SUPPLIED TEXT -
=======

As shown in FIG. 2, the predicted MB 202 is subtracted from the current MB 201 to generate a residual MB 204. The residual MB 204 is then transformed 226 from the spatial domain into a representation in the frequency domain (also referred to as spectrum domain) , in which the residual MB 204 can be expressed in terms of a plurality of frequency-domain components, such as a plurality of sine and/or cosine components. Coefficients associated with the frequency-domain components in the frequency-domain expression are also referred to as transform coefficients. Due to the two-dimensional (2D) nature of the image frames (and blocks, MBs, etc., of the image frames) , the transform coefficients can usually be arranged in a 2D form as a coefficient array. Any suitable transformation method, such as a discrete cosine transform (DCT) , a wavelet transform, or the like, can be used here.
Further, the transform coefficients are quantized 228 to provide quantized transform coefficients 206. For example, the quantized transform coefficients 206 may be obtained by dividing the transform coefficients with a quantization step size (Q step) .

=======

(Rows from a data source)
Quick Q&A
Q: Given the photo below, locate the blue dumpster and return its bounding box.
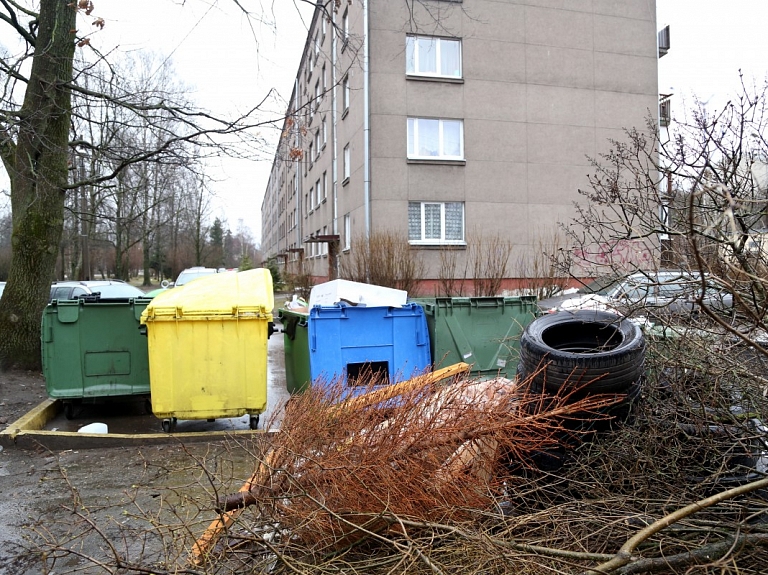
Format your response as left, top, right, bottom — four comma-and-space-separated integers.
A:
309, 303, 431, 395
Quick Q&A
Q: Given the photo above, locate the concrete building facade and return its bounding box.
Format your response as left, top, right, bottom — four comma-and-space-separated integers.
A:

=======

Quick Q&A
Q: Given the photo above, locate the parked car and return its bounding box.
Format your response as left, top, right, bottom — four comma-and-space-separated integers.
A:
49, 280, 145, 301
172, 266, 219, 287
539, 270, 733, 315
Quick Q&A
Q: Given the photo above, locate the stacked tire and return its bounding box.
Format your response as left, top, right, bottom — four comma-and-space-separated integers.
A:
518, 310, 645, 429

=======

EXERCISE REQUIREMENTS -
1 – Answer these questions about the supplied text:
(a) What is subtracted from the current MB 201 to generate the residual MB 204?
(b) What other name does the supplied text give for the frequency domain?
(c) How may the quantized transform coefficients 206 be obtained?
2 – Which lines of the rows contain the word "bounding"? Gather every one of them.

THE REPLIES -
1 –
(a) The predicted MB 202.
(b) The spectrum domain.
(c) By dividing the transform coefficients with a quantization step size (Q step).

2 –
Q: Given the photo below, locate the blue dumpster and return its bounding box.
Q: Given the photo above, locate the concrete building facade and return its bounding box.
Q: Given the photo above, locate the parked car and return its bounding box.
Q: Given the photo above, locate the stacked tire and return its bounding box.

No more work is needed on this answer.